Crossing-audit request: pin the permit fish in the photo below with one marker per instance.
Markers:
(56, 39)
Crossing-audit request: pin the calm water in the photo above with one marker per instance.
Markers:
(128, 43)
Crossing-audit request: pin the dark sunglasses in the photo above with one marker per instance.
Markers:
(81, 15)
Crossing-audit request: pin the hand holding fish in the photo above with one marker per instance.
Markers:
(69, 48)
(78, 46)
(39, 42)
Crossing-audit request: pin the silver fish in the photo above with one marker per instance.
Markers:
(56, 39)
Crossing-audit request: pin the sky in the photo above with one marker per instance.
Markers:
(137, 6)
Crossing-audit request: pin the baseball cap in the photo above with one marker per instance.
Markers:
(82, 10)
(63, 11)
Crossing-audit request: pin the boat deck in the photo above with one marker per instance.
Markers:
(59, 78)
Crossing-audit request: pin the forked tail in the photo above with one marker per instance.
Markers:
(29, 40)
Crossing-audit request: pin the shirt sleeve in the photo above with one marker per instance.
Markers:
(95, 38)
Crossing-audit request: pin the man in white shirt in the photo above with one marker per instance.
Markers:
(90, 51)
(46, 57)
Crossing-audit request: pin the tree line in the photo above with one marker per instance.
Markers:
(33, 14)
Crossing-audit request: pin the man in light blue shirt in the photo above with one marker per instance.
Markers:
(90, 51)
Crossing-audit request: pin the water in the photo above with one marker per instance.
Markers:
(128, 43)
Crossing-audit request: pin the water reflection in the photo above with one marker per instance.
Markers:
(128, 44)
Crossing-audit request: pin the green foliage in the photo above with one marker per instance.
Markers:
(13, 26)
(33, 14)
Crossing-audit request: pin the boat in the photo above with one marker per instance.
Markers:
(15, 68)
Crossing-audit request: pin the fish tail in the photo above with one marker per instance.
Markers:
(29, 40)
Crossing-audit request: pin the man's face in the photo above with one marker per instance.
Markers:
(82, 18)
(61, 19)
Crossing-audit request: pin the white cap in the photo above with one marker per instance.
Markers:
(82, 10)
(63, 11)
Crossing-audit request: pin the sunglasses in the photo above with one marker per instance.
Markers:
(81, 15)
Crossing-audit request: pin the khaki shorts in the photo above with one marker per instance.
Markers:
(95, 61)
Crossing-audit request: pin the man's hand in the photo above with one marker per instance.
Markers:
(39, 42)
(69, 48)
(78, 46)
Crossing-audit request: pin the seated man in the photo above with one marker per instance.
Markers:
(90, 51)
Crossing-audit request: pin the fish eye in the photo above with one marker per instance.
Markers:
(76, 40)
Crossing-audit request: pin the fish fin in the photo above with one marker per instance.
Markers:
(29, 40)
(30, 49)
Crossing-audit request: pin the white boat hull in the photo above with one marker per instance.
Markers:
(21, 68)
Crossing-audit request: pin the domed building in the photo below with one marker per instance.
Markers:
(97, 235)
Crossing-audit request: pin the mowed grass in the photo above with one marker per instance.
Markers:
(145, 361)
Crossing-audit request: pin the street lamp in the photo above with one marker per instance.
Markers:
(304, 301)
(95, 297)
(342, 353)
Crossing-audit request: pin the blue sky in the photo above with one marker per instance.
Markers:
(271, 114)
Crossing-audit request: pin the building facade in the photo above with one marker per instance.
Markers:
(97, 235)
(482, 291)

- - - -

* **TASK DIRECTIONS**
Repeat the listing above without any change.

* **RESULT FOR THIS EXERCISE**
Crossing-audit request: pin the permit fish in the photo below with one marker per instance.
Markers:
(56, 39)
Crossing-audit request: pin the calm water in the photo above with one marker per instance.
Markers:
(128, 43)
Crossing-audit request: pin the dark sunglasses in the photo above with one marker per instance.
Markers:
(81, 15)
Crossing-audit request: pin the hand holding fish in the photo above with one marker per instance.
Markers:
(69, 48)
(78, 46)
(39, 42)
Crossing-audit request: pin the silver fish in the photo above with one marker per instance.
Markers:
(56, 39)
Crossing-audit request: pin the sky in the photo above with one marker per instance.
Markers:
(137, 6)
Crossing-audit request: pin the baseball cap in the photo above with one marker per instance.
Markers:
(82, 10)
(63, 11)
Crossing-audit request: pin the boat deck in the photo above with one marker per instance.
Markers:
(59, 78)
Crossing-audit request: pin the forked tail in the photo above with one marker per instance.
Markers:
(29, 40)
Crossing-audit request: pin the shirt sleeve in the photo above with one marker per instance.
Markers:
(95, 38)
Crossing-audit request: pin the man in white shirt in the photo above with one marker per instance.
Markers:
(90, 51)
(46, 57)
Crossing-audit request: pin the tree line in the photo above with one marker per instance.
Markers:
(33, 14)
Crossing-audit request: pin the man in light blue shirt in the photo above with one marker per instance.
Markers:
(90, 51)
Crossing-audit request: pin the water in the photo above with one marker per instance.
Markers:
(128, 43)
Crossing-audit request: pin the water reflection in the photo above with one marker per instance.
Markers:
(128, 44)
Crossing-audit request: pin the green foliage in the photo above with one marker per instance.
Markers:
(13, 26)
(33, 14)
Crossing-audit request: pin the boat in the photo above with one marker per instance.
Markers:
(15, 68)
Crossing-audit request: pin the fish tail in the photo above with one marker per instance.
Markers:
(29, 40)
Crossing-audit request: pin the man's face in the photo above with one marker per instance.
Markers:
(82, 18)
(61, 19)
Crossing-audit request: pin the white cap in the photo above with one marker per instance.
Markers:
(82, 10)
(63, 11)
Crossing-audit request: pin the sunglasses in the photo above with one marker per instance.
Markers:
(81, 15)
Crossing-audit request: pin the khaki shorts in the photo above with one marker per instance.
Markers:
(95, 61)
Crossing-audit request: pin the man's hand in the photo above with one marker per instance.
Markers:
(39, 42)
(69, 48)
(78, 46)
Crossing-audit request: pin the seated man in the photo above with one marker per instance.
Markers:
(90, 51)
Crossing-audit request: pin the fish eye in the photo above with one marker per instance.
Markers:
(76, 40)
Crossing-audit request: pin the fish fin in the photo above with one marker per instance.
Markers:
(29, 40)
(30, 49)
Crossing-audit request: pin the white boat hull in the photo above with one marker per instance.
Markers:
(21, 68)
Crossing-audit request: pin the domed building in the photo below with one marker per instance.
Markers:
(97, 235)
Crossing-audit request: pin the mowed grass in the photo above with one marker per instance.
Markers:
(145, 361)
Crossing-audit request: pin the street lamp in the photo above with one marker per instance.
Markers:
(304, 301)
(95, 297)
(342, 353)
Crossing-audit request: pin the blue sky in the photo above with one marker per instance.
Markers:
(271, 114)
Crossing-audit request: pin the building facade in the photo above with one marker per instance.
Markers:
(97, 235)
(482, 291)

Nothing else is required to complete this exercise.